> [Task instructions]:
Filter the data below, keeping only lines that contain "Point".

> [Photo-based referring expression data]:
________________
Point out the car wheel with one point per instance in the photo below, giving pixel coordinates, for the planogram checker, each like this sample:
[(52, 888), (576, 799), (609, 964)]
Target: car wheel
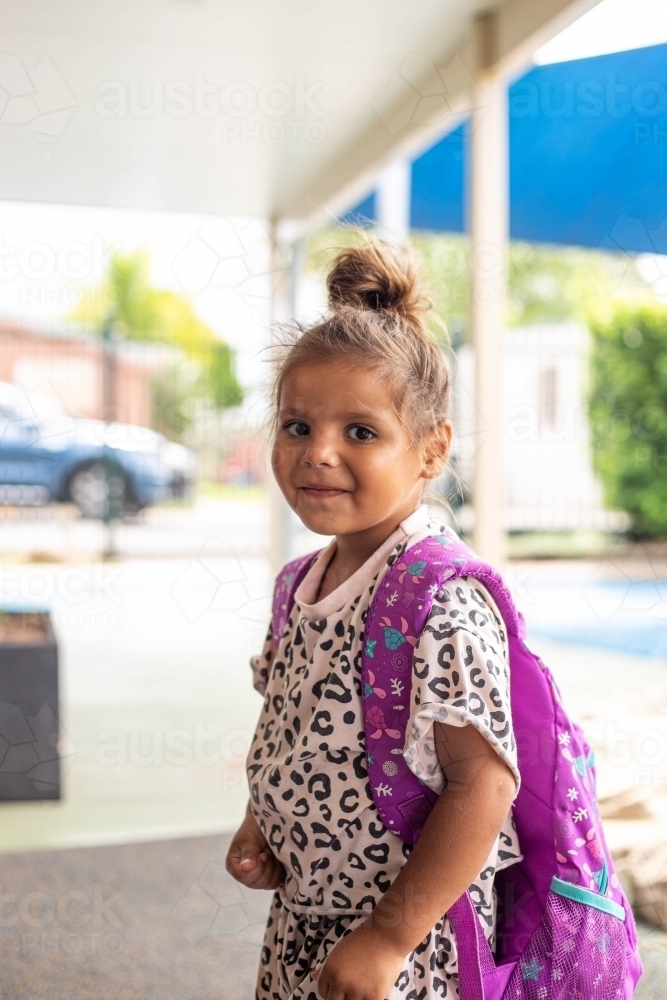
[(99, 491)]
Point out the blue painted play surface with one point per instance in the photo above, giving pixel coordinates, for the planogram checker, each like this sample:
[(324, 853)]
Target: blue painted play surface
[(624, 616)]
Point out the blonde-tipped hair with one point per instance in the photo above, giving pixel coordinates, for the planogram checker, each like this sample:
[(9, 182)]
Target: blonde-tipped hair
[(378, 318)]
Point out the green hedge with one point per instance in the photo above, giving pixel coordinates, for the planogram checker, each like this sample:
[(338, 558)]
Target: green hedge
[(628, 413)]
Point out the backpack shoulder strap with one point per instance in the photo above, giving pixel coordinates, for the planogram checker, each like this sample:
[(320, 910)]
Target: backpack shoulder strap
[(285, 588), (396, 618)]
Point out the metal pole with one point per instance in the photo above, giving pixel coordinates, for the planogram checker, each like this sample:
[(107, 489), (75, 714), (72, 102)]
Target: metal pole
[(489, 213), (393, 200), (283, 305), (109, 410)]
________________
> [Your solution]:
Point out the car wheel with one point per instance in the photo below, giving pixel coordinates, for the planogram checker, each like this sample:
Point out the blue painted play surface with one point per instance in the photo above, giving pixel coordinates, for the planogram checker, each like this sample:
Point out the blonde-tipped hair with one point per instance in the photo above, giving pixel coordinates, for the planogram checker, each like this sample:
Point out the green hedge with one point per instance in the photo above, giving pixel coordinates, for the planogram checker, each like this sample:
Point out the backpack shoulder strap with one point per instance in the photo above, giving pixel coordinates, for the planogram checker, each like this sample:
Point out the metal pole with one point per instance in the photo above, giving pixel coordinates, for the planogram checker, each like this sample:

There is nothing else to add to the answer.